» **ACTION ITEM**: Every line holding the string "mountain" is to be copied from the entries below.

» **AVAILABLE RECORDS**:

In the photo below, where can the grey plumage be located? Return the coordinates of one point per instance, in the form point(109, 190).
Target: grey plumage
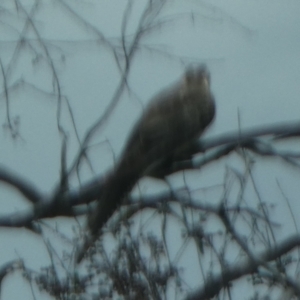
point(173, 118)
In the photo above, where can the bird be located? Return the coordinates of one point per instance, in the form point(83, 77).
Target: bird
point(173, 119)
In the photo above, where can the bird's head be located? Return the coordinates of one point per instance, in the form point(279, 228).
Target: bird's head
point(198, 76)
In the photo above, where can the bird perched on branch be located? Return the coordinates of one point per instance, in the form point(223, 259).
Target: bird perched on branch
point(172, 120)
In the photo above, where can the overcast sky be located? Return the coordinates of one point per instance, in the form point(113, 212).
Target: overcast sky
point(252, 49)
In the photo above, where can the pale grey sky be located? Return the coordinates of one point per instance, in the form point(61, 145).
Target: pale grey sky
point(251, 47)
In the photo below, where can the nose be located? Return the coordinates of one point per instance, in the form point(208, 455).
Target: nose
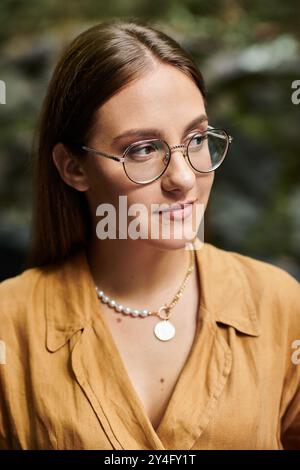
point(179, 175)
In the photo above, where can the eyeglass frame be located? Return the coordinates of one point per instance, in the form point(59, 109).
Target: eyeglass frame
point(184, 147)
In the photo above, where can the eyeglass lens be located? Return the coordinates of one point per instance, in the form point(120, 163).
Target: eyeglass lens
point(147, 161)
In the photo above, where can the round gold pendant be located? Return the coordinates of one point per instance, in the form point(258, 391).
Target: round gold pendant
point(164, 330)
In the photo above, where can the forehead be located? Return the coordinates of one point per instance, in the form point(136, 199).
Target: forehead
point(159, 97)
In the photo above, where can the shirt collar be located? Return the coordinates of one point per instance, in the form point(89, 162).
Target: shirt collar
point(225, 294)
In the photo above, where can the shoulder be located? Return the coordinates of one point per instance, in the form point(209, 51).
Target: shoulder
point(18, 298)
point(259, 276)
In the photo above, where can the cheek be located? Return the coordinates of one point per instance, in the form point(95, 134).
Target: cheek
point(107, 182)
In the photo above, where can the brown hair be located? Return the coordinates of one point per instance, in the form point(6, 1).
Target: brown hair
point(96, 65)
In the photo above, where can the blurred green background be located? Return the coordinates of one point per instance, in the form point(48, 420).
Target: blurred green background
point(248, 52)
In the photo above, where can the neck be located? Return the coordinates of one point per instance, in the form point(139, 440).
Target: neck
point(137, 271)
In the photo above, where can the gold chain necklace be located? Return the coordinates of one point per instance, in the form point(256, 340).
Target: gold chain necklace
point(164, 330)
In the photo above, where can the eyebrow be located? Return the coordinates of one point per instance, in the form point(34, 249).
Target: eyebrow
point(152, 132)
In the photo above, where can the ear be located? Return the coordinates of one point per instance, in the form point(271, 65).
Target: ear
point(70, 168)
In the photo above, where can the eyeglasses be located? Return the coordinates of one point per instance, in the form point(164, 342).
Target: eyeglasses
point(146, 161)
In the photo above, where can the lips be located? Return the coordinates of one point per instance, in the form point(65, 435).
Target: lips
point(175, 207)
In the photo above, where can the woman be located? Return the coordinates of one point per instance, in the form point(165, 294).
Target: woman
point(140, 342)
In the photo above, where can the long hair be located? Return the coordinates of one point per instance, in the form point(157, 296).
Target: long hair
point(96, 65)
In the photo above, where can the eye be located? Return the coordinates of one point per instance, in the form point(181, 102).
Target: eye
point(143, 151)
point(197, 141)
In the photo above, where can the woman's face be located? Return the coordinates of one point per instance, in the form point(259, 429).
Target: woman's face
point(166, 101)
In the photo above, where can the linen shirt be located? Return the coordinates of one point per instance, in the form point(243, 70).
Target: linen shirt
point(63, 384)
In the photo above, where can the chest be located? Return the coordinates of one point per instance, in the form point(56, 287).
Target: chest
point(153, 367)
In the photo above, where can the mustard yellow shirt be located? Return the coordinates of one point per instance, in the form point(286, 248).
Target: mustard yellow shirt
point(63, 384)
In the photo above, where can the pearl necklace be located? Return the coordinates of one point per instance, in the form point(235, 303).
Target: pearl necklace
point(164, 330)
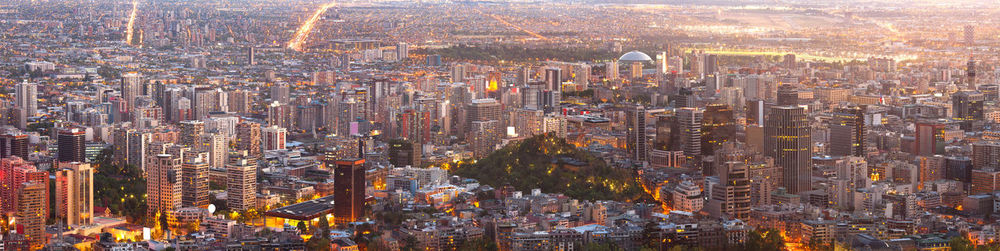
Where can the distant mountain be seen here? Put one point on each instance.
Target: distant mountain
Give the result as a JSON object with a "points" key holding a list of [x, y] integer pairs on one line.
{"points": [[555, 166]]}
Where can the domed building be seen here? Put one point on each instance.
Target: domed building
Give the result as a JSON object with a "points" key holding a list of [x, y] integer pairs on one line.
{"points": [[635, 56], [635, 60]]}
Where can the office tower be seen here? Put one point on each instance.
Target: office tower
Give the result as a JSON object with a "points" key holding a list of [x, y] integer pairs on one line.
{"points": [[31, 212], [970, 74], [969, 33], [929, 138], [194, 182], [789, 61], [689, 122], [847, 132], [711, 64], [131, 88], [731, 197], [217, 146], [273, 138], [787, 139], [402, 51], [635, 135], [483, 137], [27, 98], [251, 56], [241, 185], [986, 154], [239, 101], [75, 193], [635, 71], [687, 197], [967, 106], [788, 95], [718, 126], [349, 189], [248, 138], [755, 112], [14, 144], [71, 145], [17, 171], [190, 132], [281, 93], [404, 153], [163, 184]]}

» **SOLUTION TO THIS TASK**:
Where can the distant mountain be seen here? Put one point on each instance.
Target: distant mountain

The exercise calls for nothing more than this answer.